# Task details:
Below are some records. Output the lines from the first one through the line that holds "Target: long sleeve", exactly as written, with no pictures.

# Records:

=-=-=

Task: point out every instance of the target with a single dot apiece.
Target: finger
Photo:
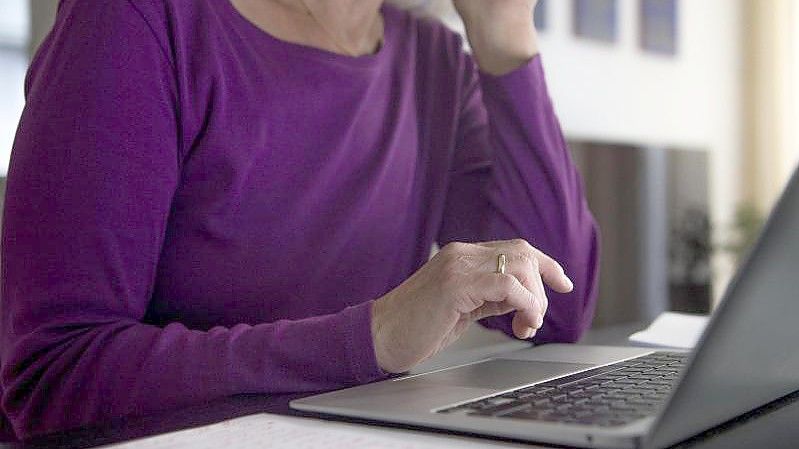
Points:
(522, 330)
(550, 270)
(506, 288)
(490, 309)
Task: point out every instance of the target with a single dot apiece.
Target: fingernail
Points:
(529, 333)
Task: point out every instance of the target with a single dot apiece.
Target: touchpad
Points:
(499, 374)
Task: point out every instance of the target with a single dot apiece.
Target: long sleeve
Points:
(95, 165)
(513, 177)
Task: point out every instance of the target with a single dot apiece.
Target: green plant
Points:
(745, 228)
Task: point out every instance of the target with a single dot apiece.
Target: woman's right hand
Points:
(457, 287)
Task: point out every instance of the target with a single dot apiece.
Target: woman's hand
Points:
(501, 32)
(458, 286)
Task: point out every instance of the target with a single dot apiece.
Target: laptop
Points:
(617, 397)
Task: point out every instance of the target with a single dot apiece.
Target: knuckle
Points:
(521, 244)
(506, 282)
(454, 248)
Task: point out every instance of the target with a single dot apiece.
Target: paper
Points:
(674, 330)
(276, 431)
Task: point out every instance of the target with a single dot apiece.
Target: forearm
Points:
(114, 368)
(535, 192)
(501, 33)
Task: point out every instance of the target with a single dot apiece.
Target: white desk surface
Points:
(276, 431)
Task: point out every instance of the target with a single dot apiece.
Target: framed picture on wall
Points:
(659, 26)
(540, 15)
(596, 19)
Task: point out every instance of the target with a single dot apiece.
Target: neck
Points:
(353, 25)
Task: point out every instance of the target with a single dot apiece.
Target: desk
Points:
(771, 427)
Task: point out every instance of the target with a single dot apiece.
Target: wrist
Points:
(498, 52)
(502, 37)
(384, 360)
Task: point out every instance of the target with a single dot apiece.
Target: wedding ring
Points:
(502, 261)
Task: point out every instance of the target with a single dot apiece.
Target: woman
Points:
(216, 197)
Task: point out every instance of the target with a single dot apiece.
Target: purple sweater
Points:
(196, 209)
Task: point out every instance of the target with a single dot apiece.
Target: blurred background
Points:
(682, 117)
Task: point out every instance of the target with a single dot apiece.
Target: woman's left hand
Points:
(501, 32)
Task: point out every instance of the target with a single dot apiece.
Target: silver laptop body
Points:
(746, 358)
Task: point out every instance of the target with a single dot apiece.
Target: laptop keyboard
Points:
(610, 395)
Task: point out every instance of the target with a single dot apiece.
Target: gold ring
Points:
(502, 262)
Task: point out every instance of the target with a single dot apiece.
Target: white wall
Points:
(619, 93)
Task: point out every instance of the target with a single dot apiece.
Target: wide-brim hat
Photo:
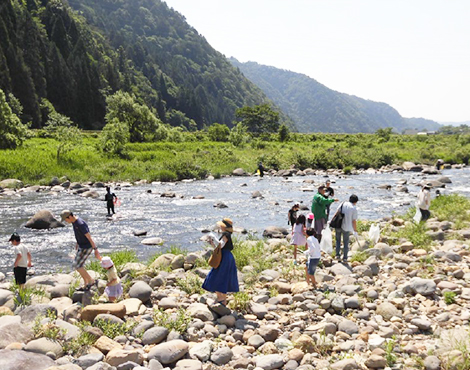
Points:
(227, 223)
(65, 213)
(14, 237)
(106, 262)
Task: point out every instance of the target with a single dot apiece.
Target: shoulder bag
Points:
(216, 257)
(337, 219)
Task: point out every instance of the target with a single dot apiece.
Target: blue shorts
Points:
(312, 264)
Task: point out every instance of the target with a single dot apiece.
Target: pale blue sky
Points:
(411, 54)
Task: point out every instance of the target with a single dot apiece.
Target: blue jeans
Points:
(345, 234)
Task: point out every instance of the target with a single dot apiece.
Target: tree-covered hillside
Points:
(316, 108)
(76, 58)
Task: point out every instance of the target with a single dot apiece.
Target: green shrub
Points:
(449, 297)
(178, 321)
(190, 284)
(112, 330)
(240, 301)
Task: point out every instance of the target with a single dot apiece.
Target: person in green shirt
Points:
(319, 204)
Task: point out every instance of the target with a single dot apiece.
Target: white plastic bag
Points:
(374, 233)
(417, 216)
(326, 243)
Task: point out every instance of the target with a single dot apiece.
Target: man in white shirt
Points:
(22, 260)
(348, 227)
(424, 201)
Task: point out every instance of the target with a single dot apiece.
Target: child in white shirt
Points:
(313, 253)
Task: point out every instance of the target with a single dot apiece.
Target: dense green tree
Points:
(218, 132)
(141, 122)
(238, 135)
(283, 133)
(114, 137)
(67, 134)
(12, 131)
(259, 119)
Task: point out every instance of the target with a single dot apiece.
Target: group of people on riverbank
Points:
(307, 231)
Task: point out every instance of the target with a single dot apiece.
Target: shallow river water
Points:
(179, 221)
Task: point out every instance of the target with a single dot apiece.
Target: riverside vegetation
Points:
(406, 306)
(219, 150)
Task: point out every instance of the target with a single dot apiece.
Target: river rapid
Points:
(180, 221)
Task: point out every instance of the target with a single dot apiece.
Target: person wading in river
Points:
(109, 198)
(319, 204)
(84, 246)
(424, 201)
(224, 278)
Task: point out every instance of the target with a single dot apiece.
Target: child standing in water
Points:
(299, 237)
(313, 253)
(22, 260)
(113, 288)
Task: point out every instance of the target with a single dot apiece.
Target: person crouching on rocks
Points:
(313, 253)
(113, 287)
(299, 237)
(224, 278)
(424, 201)
(84, 246)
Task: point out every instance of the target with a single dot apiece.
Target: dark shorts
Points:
(312, 264)
(20, 275)
(80, 257)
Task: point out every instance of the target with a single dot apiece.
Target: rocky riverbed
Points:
(393, 306)
(178, 213)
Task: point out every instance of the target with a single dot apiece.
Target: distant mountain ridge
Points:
(316, 108)
(75, 53)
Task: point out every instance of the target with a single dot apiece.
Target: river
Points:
(180, 221)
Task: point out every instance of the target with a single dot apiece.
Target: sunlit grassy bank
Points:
(195, 156)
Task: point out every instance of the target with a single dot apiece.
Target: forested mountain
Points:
(75, 58)
(422, 124)
(316, 108)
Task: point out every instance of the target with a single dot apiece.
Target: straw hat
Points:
(106, 262)
(227, 223)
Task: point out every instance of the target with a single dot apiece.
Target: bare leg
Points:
(85, 275)
(221, 297)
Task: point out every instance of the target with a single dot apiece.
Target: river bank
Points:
(179, 212)
(402, 303)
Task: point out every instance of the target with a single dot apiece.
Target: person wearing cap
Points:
(319, 204)
(424, 201)
(84, 246)
(329, 192)
(113, 287)
(292, 215)
(348, 227)
(224, 278)
(109, 198)
(22, 261)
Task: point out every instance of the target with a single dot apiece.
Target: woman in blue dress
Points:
(223, 279)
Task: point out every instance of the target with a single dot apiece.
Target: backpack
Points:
(337, 219)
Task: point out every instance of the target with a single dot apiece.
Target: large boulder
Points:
(169, 352)
(239, 172)
(423, 286)
(13, 331)
(43, 220)
(117, 357)
(30, 313)
(11, 184)
(141, 290)
(275, 232)
(91, 311)
(44, 346)
(14, 360)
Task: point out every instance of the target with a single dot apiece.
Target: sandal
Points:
(89, 286)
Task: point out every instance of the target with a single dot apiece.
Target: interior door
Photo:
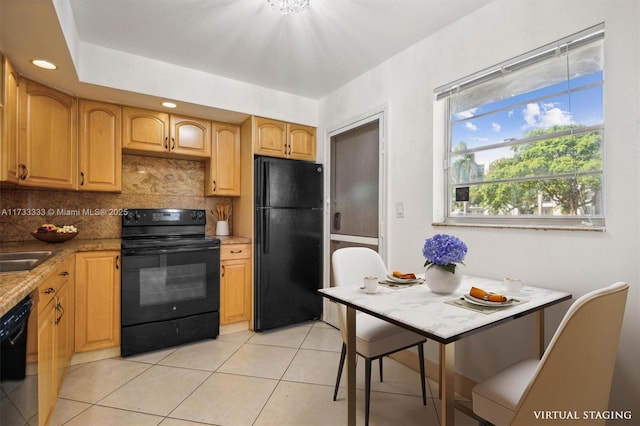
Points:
(355, 187)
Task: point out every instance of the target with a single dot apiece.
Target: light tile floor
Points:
(281, 377)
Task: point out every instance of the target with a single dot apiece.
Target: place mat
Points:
(462, 303)
(391, 284)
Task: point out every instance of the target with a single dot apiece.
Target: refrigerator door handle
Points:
(266, 201)
(265, 231)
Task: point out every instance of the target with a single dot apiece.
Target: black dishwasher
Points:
(13, 336)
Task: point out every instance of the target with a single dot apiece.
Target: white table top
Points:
(427, 313)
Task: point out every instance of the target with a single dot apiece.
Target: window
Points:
(525, 139)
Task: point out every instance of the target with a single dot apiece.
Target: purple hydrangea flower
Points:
(444, 250)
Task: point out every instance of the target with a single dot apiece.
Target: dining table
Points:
(443, 318)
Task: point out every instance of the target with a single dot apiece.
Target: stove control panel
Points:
(154, 217)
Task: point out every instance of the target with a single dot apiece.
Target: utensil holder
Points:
(222, 227)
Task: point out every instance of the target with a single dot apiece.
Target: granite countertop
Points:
(16, 286)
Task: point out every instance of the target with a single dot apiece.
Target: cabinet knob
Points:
(23, 171)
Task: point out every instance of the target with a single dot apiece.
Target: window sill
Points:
(537, 227)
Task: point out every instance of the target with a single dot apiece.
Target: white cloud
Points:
(466, 114)
(555, 117)
(531, 114)
(547, 116)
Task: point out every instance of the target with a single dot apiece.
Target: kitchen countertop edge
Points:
(16, 286)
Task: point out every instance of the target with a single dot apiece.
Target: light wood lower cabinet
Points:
(54, 312)
(97, 321)
(235, 283)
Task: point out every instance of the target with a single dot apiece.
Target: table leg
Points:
(351, 366)
(540, 332)
(447, 383)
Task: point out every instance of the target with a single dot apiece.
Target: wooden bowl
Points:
(53, 237)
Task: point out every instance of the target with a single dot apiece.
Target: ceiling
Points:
(308, 54)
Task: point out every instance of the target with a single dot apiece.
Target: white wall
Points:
(573, 261)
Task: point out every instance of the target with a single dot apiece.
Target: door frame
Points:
(379, 114)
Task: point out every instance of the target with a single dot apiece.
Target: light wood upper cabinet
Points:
(163, 134)
(269, 137)
(99, 146)
(223, 171)
(301, 142)
(145, 130)
(47, 155)
(190, 136)
(97, 324)
(9, 130)
(285, 140)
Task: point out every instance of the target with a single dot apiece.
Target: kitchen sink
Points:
(22, 261)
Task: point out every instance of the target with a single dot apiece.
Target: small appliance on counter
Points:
(170, 279)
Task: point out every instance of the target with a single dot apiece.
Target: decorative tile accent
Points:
(147, 182)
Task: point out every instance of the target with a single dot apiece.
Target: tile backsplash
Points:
(147, 182)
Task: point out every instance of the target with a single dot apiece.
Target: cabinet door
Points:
(301, 142)
(145, 130)
(47, 139)
(190, 137)
(64, 331)
(47, 369)
(97, 324)
(100, 146)
(269, 137)
(235, 291)
(9, 137)
(223, 177)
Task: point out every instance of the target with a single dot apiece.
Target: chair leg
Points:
(422, 379)
(343, 354)
(367, 390)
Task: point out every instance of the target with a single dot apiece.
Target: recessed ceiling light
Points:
(44, 64)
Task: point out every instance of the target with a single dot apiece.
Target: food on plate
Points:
(407, 276)
(478, 293)
(49, 227)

=-=-=

# Written answer:
Task: point out every instance of the target with a single dot apiece.
Target: finger
Photo:
Points:
(522, 330)
(550, 270)
(506, 288)
(490, 309)
Task: point out every instance of the target with a single dot apiece.
Target: fingernail
Points:
(529, 333)
Task: point out every instance of the target with a single dot apiece.
Target: touchpad
Points:
(499, 374)
Task: point out every instance of the target with a single dot apiece.
Target: long sleeve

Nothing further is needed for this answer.